Coordinate annotation rows
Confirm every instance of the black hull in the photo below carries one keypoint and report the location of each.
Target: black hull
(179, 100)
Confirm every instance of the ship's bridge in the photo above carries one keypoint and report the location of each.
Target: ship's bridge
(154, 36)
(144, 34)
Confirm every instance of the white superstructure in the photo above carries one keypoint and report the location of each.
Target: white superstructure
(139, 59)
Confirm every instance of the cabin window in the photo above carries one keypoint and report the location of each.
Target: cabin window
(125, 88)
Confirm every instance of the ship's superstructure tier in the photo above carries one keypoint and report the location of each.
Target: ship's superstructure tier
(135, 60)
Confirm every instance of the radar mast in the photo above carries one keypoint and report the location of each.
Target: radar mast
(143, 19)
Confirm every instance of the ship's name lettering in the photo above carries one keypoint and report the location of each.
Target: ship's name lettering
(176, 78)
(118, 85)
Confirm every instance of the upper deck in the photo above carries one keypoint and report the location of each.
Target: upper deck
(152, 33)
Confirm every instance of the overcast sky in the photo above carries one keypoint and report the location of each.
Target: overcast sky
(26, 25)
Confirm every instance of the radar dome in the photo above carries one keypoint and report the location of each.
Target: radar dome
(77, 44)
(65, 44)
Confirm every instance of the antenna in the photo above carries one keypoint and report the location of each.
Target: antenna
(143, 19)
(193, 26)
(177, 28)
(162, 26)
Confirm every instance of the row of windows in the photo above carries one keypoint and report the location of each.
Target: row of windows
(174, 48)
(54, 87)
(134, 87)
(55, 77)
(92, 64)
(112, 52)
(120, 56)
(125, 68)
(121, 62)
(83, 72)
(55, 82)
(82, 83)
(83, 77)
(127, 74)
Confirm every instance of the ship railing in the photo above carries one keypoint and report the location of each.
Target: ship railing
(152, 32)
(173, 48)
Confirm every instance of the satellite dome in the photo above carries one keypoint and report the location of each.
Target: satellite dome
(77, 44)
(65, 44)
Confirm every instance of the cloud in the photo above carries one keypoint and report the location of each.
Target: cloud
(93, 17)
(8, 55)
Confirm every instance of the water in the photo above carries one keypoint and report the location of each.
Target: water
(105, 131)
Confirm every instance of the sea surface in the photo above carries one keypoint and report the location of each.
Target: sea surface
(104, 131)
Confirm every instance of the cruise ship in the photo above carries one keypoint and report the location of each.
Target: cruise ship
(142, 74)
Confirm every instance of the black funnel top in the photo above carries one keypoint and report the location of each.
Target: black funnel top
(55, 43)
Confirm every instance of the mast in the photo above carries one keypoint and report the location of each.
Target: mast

- [What you should do] Can you give the rows from the line containing "Confirm every instance of the sea" through the end of the records again, changing "cruise ship" to "passenger liner" and leaving everything else the same?

- [Result of the task]
Confirm every instance of the sea surface in the photo above carries one keypoint and report the location of each.
Target: sea surface
(104, 131)
Confirm every instance of the passenger liner in the photo above carries one keypoint and report the location of each.
Target: passenger liner
(142, 74)
Confirm every instance of the black funnel top in the photo above carries one keypoint and report the location of each.
Target: black funnel top
(55, 43)
Confirm every instance of the mast in the photo above carries one keypoint and report the location of each.
Target: mast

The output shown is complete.